- Requirement -
Repeat exactly the lines beginning at the one that contains "Question. For every instance of the leafy" and running to the end of the material. Omit the pictures.

* BEGIN Supplied entries *

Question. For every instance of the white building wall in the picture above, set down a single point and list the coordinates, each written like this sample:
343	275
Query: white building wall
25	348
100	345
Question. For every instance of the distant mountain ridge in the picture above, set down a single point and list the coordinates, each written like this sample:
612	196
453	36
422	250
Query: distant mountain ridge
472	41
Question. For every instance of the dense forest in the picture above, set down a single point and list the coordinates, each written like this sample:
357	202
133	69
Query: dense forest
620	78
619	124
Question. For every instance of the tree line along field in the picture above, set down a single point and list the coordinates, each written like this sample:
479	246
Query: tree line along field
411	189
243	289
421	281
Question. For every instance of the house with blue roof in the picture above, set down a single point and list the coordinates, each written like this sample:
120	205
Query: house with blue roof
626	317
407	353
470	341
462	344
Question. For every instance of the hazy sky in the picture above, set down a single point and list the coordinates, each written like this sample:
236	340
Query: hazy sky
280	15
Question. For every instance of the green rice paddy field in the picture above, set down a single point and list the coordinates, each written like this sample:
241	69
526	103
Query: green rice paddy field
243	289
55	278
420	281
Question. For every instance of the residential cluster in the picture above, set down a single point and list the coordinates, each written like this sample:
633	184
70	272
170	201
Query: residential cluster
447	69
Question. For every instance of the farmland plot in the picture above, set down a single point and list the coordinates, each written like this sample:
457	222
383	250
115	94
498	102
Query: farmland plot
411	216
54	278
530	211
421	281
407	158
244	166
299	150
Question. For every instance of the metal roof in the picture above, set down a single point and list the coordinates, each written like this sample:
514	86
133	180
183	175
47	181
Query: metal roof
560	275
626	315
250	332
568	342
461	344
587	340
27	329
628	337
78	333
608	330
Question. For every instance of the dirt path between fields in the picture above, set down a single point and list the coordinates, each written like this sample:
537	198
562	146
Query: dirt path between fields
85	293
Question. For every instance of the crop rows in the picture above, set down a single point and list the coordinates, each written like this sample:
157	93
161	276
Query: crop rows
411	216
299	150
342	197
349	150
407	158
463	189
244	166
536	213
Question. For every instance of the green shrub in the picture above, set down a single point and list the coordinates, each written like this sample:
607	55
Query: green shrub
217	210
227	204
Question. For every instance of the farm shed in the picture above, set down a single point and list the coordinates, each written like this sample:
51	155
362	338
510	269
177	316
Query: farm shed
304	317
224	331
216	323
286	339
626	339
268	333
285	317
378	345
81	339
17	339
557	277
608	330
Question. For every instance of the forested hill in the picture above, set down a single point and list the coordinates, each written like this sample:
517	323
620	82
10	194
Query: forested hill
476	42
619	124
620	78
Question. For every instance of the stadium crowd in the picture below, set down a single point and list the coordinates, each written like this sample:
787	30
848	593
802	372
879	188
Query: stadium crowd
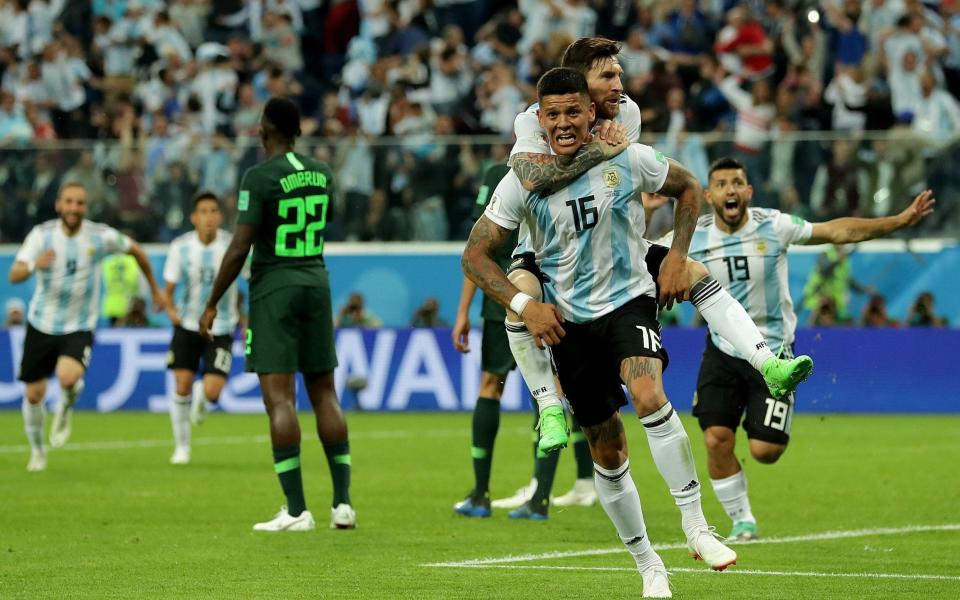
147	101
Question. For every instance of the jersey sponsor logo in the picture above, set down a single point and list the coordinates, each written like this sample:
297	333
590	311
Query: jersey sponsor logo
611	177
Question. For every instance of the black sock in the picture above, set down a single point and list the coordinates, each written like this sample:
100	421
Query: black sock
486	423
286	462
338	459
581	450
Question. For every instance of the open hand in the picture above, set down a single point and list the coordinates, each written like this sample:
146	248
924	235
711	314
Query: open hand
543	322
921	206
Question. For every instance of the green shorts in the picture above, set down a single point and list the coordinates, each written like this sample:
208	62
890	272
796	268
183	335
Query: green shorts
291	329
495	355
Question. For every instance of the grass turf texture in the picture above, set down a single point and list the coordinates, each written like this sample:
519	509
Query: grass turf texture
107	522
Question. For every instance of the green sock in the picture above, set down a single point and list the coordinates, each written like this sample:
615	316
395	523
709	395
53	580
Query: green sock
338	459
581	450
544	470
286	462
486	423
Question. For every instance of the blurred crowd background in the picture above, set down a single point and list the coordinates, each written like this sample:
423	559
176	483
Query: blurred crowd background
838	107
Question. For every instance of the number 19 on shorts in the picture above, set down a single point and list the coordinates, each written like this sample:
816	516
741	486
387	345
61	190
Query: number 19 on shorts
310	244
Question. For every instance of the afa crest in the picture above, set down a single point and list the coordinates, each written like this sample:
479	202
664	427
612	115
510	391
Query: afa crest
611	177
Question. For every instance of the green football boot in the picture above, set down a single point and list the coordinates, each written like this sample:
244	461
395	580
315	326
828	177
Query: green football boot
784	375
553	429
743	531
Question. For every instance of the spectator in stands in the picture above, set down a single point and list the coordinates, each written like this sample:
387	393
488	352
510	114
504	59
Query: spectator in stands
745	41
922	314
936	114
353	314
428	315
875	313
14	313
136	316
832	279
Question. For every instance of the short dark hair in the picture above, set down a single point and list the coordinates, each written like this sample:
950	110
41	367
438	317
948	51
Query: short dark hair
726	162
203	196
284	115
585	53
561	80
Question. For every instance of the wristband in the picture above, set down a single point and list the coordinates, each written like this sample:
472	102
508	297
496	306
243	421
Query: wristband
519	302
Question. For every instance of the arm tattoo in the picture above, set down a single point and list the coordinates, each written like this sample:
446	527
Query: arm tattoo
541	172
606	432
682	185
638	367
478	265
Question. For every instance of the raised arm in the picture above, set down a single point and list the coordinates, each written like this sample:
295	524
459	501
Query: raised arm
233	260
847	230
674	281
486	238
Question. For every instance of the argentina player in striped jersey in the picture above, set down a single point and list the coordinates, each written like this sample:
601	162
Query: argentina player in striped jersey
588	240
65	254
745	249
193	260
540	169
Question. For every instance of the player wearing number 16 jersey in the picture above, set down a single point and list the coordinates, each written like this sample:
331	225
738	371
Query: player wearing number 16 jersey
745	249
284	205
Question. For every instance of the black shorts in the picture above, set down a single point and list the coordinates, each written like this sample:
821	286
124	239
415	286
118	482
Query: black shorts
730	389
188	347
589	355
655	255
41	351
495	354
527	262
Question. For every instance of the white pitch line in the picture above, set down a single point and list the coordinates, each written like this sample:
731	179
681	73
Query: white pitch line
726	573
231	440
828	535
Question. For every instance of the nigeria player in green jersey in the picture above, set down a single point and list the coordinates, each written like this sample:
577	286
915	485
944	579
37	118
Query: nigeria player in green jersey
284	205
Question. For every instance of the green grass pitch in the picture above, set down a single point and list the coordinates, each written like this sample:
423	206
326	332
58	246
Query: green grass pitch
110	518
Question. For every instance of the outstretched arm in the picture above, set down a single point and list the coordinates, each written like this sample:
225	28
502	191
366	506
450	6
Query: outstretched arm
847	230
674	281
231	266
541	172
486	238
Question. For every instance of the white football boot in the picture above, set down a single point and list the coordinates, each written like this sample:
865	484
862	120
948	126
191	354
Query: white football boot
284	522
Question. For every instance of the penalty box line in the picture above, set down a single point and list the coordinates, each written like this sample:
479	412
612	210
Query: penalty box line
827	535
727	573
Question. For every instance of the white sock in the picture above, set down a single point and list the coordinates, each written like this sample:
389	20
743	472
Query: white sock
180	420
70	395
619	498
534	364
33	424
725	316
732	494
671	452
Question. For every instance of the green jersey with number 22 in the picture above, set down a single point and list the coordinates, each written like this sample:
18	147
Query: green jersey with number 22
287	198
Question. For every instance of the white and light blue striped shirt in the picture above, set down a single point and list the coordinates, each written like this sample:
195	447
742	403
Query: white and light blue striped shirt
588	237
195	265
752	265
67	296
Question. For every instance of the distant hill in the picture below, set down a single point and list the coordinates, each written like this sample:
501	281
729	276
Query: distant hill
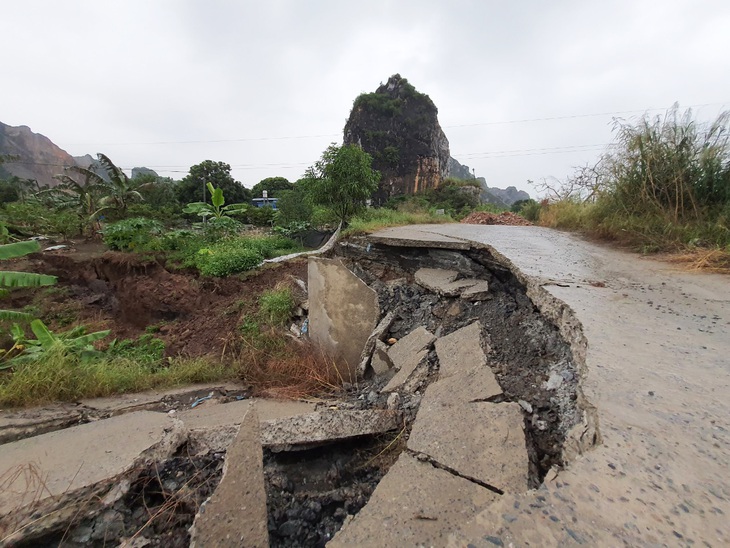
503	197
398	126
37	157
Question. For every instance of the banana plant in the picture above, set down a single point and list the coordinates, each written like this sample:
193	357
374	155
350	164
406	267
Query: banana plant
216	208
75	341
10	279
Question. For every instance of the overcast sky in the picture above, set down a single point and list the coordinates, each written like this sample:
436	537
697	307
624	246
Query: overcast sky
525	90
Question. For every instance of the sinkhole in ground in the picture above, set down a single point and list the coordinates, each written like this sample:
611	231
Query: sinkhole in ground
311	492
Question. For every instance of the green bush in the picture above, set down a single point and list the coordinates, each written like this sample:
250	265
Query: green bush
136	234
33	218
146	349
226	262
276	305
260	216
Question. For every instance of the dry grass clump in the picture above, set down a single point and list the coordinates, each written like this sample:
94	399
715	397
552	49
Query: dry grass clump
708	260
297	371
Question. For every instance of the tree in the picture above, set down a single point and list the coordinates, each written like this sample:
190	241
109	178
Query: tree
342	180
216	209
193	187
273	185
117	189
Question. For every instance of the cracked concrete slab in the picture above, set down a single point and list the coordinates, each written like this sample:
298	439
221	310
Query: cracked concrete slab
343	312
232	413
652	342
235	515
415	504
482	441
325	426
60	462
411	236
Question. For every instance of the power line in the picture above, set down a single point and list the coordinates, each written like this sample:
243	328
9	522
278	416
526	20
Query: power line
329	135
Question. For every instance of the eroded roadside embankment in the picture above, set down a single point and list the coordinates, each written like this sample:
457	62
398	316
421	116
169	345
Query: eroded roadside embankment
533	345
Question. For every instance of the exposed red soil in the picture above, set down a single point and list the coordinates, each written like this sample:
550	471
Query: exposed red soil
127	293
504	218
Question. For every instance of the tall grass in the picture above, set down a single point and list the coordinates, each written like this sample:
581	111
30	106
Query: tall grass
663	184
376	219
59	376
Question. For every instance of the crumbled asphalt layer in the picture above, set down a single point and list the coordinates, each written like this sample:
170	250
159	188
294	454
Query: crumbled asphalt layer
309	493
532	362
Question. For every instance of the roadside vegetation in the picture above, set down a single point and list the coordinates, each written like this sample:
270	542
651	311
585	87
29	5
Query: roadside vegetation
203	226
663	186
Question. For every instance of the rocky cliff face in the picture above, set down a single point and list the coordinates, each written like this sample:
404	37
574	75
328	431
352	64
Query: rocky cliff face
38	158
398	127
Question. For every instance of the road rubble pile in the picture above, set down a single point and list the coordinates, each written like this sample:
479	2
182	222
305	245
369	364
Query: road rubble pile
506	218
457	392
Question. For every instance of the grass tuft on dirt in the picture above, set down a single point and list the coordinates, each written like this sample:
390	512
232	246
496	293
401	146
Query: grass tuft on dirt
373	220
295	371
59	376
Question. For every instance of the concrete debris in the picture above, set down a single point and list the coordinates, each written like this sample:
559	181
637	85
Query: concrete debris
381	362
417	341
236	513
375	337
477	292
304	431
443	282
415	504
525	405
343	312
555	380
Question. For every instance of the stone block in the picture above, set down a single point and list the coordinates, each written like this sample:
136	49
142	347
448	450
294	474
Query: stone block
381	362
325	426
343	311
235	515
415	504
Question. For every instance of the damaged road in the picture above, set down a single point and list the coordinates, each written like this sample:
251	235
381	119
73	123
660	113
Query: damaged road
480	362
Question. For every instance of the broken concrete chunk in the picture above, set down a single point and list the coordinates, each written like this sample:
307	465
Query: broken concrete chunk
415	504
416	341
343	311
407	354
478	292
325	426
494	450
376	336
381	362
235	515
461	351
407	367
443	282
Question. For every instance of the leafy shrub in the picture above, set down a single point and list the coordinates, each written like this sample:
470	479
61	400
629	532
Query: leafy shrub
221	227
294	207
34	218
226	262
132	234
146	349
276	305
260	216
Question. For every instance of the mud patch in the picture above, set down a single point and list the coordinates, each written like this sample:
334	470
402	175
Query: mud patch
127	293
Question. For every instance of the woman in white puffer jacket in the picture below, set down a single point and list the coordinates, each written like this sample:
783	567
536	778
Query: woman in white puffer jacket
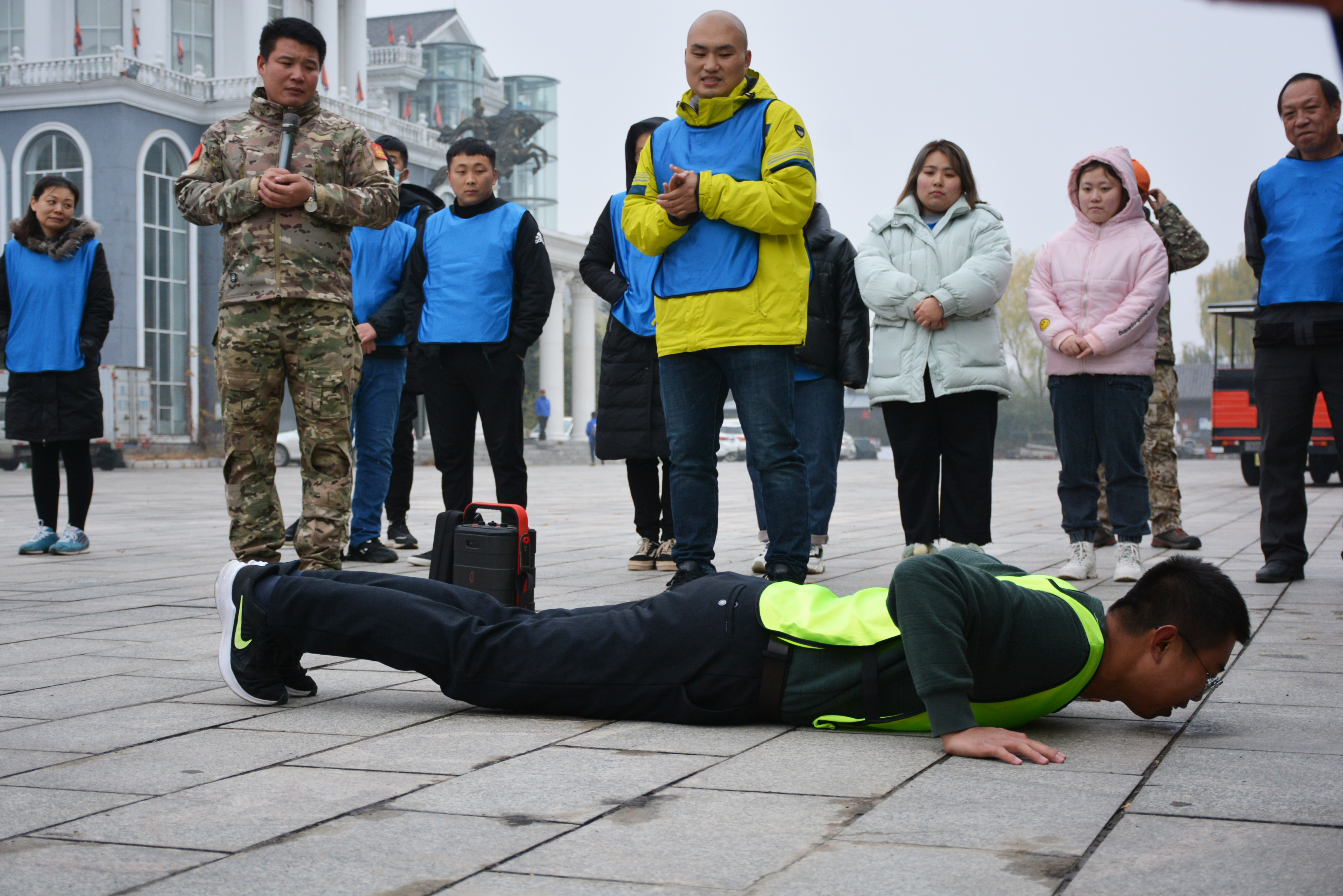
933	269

* END Supplied entries *

- Response -
Question. For every instance of the leafy shrub in the picture above, set down a single point and list the coordinates, each written like this sample:
470	479
61	400
629	532
Query: leafy shrub
221	227
294	207
34	218
226	262
132	234
146	349
276	305
260	216
Question. For every instance of the mud patch in the picture above, set down a single point and list the coordinates, each written like this sample:
334	470
402	175
Query: mud patch
127	293
Question. For every instance of the woman in white puffer jacket in the picture below, set down a single point and list the coordinates, each written like this sample:
783	567
536	778
Query: woman in white puffer jacket
933	269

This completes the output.